The data -
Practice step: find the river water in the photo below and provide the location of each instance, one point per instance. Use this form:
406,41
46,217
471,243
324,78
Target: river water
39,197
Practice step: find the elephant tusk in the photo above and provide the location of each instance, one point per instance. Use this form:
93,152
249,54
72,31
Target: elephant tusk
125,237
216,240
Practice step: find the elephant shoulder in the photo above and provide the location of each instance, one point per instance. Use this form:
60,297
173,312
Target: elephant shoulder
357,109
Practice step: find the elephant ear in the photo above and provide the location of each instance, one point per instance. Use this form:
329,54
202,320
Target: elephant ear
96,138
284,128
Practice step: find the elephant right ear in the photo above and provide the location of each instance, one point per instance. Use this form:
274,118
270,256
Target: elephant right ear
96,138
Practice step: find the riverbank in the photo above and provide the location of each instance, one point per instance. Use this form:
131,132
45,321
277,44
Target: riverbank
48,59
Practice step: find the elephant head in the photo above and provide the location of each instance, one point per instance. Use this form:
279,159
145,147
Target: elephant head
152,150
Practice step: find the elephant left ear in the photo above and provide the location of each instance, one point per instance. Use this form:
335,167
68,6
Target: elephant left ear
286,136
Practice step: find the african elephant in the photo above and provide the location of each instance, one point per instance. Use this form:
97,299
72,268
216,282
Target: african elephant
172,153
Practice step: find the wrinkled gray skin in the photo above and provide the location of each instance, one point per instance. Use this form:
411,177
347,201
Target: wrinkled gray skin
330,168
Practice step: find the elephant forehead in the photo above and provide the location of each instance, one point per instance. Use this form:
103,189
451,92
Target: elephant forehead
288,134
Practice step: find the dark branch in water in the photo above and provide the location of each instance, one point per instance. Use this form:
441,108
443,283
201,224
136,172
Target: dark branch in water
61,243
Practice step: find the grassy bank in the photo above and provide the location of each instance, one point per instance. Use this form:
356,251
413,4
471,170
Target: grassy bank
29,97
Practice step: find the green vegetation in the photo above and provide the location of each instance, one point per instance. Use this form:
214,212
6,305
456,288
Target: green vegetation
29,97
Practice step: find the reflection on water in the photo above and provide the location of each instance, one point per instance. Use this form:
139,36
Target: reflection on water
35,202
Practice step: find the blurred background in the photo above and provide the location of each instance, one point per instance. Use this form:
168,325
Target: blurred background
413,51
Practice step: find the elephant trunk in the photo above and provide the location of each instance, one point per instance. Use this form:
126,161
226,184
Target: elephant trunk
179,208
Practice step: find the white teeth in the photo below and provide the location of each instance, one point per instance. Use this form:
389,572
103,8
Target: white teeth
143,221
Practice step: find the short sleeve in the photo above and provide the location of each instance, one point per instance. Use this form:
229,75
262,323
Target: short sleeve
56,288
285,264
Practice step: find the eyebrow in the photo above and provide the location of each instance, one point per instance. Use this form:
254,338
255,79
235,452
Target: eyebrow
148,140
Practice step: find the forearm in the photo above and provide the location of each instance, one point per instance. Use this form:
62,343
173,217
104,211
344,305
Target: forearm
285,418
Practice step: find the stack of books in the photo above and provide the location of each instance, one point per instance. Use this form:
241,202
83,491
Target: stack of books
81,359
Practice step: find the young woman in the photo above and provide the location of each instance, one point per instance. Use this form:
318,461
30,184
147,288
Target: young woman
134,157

What you have to do -
Reproduce all of the data above verbatim, line for line and in its original order.

Solution for this exercise -
Practice step: find the river water in the photo below and provide the location of each instance, one point per instance. Use this form:
406,41
46,217
471,243
324,78
Target: river water
39,197
Practice step: find the elephant tusk in the photo above and provide the location of each instance, one point per instance. Use this form:
93,152
249,54
72,31
Target: elephant tusk
125,237
216,240
Practice step: find the elephant shoulder in the photo above and provide the location of each instance, one point per instance. Use this form:
60,297
173,312
Target: elephant shoulder
357,109
Practice step: find the elephant ear in the photo above and provide the location of each instance, one point per instance. Use this form:
329,54
202,320
Target: elephant ear
96,138
284,128
Practice step: find the elephant right ear in the photo above and provide the location of each instance, one point per instance. Use this form:
274,118
270,256
Target: elephant right ear
96,138
Practice step: find the riverbank in the photo above and provide the location of each instance, one point per instance. Use this form:
131,132
45,321
277,44
Target: riverbank
48,59
Practice step: find the elephant head in the photo above and provide the location of each instance, one point per instance. Use this form:
279,159
145,147
Target: elephant head
152,150
Practice step: find the elephant left ear in the photo above and provide the location of each instance, one point per instance. Use this form:
335,167
68,6
Target: elephant left ear
286,136
Practice step: find the african elephant in the photo above and provide the location of each instance, one point per instance. Use this form:
97,299
72,268
216,282
Target: african elephant
172,153
Practice step: find the wrinkled gray skin in the photo above and provide the location of each instance, one point per instance. Use this form:
411,177
347,201
Target: wrinkled gray skin
330,168
Practice step: find the elephant forehead in the photo above and provide the location of each instance, one point per instance. Use this form:
103,189
451,92
Target: elephant forehead
288,134
Practice step: find the dark branch in water in the photo above and provide the location of each instance, one point per instance. Use this form:
441,108
443,283
201,224
136,172
Target: dark branch in water
61,243
Practice step: find the grassy bank in the photo above and provide the location of each instance, one point per instance. Use this form:
356,251
413,4
471,170
Target: grassy bank
29,97
Practice step: find the green vegetation in the photo above and provide the location of each instance, one point per instance. Use this form:
214,212
6,305
456,288
Target: green vegetation
29,97
Practice step: find the reflection on water in the photo above and provide the location of each instance, one point per instance. Use this form:
139,36
Target: reflection on water
35,202
Practice step: find the blurred background in the photo above and provide the location of each instance, one point per instance. Use this form:
168,325
Target: blurred background
413,51
Practice step: find the elephant trunk in the photo above and provide the location of each instance, one point per instance. Use this form:
126,161
226,184
Target: elephant trunk
179,208
Practice step: find the white teeth in the photo below and provide the location of each instance, one point per instance. Use this form:
389,572
103,8
Target: white teeth
143,221
Practice step: find the short sleeve in the photo above and provide the location of each instance, one point per instance. Use this form:
229,75
262,323
Target: short sleeve
56,288
285,264
Practice step: find the eyebrow in the photo above and provide the location of each instance, one point per instance. Use this form:
254,338
255,79
235,452
Target: eyebrow
148,140
Practice step: find the forearm in the photo above and provide the location of each instance, one point per instance. Use this form:
62,343
173,217
104,211
344,305
Target: forearm
285,418
Practice step: find the stack of books in the photo above and provide the location of each instance, one point per instance. Use this form:
241,202
83,491
Target: stack of books
81,359
Practice step: find the young woman in the photo above and provide the location of each instance, one point per instance. Use this form:
318,461
30,184
147,288
Target: young woman
134,157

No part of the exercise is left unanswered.